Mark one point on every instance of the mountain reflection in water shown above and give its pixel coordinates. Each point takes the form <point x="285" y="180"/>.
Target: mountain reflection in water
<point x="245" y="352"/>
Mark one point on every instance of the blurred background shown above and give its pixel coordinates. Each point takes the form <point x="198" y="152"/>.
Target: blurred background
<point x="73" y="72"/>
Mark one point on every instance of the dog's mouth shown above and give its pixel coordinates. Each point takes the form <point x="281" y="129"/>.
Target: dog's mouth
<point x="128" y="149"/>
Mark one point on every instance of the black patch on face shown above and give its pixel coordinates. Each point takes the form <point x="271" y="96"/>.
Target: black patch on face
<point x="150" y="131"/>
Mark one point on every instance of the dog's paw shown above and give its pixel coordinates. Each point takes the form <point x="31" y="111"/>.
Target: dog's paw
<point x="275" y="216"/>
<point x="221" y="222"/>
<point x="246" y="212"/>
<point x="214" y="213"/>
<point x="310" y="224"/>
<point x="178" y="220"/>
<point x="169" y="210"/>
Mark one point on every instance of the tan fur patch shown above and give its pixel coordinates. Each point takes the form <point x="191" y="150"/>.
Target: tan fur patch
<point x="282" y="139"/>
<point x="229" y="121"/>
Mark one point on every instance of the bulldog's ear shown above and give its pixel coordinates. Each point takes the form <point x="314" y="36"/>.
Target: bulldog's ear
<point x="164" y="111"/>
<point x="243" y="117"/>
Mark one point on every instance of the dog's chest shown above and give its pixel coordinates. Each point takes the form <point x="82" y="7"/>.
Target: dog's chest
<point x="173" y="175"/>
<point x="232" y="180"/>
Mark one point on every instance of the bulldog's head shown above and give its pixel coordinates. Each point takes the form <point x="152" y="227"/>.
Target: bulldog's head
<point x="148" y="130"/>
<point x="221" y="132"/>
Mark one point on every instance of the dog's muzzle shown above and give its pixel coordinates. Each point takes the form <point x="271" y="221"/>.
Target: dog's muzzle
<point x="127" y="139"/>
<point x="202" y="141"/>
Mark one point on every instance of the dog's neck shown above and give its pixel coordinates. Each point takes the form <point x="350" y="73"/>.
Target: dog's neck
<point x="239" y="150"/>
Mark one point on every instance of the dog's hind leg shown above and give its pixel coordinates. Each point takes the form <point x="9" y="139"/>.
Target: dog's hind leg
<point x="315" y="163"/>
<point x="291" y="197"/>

^^^^^^^^

→ What is asked: Reproduce the material from the line containing "Mark one point on every instance of the dog's neck" through its final line, putting "back leg" in place of "hind leg" wherever it occurs and changing nothing else.

→ Completed exercise:
Mark one point on every instance of the dog's neck shown above and give its pixel coordinates. Each point takes the form <point x="350" y="73"/>.
Target: dog's neck
<point x="239" y="150"/>
Mark one point on every instance of the dog's back leg shown above and give its pixel coordinates. Each point takes the form <point x="9" y="139"/>.
Target: dog's back leg
<point x="315" y="163"/>
<point x="291" y="197"/>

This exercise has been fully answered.